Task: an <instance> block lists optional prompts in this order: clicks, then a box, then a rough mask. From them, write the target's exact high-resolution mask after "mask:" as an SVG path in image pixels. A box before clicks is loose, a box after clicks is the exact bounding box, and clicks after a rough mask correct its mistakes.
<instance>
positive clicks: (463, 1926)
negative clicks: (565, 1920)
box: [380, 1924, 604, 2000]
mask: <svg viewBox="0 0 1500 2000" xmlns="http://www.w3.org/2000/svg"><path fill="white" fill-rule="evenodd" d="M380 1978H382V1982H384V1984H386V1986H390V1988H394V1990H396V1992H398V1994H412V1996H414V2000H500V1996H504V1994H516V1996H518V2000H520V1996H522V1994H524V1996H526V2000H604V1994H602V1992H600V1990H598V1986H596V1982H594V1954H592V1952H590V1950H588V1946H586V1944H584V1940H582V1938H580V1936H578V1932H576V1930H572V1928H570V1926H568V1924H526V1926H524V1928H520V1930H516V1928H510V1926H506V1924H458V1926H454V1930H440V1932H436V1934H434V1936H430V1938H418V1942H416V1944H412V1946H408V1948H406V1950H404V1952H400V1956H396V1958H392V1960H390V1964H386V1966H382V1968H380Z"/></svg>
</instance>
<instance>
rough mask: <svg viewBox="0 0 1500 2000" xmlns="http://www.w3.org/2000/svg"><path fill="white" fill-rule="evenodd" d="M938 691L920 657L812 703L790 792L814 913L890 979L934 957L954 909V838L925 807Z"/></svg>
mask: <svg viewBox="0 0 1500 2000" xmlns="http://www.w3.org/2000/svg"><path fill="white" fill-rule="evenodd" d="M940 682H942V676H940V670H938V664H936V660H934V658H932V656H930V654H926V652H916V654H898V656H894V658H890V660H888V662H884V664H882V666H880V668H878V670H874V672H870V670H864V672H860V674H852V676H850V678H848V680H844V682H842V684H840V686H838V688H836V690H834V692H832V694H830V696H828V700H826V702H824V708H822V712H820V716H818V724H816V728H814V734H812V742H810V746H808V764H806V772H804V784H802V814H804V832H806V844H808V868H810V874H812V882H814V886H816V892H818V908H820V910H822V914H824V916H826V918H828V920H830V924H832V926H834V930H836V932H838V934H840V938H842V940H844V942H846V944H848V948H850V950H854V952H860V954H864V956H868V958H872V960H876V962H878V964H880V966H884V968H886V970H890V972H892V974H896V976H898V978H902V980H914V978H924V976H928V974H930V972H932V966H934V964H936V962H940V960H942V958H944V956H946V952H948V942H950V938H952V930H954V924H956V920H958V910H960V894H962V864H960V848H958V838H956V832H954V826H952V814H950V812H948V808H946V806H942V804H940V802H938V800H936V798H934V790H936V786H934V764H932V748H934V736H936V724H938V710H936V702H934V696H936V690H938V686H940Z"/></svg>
#####
GOAL OF THE EXERCISE —
In the material above, find every line that has the string "clicks" and pull those lines out.

SOLUTION —
Task: an <instance> block lists optional prompts in this order: clicks, then a box, then a rough mask. From them, write the target's exact high-resolution mask after "mask:" as an SVG path in image pixels. A box before clicks is loose, a box after clicks is the exact bounding box, and clicks after a rough mask correct its mistakes.
positive clicks: (463, 1926)
negative clicks: (565, 1920)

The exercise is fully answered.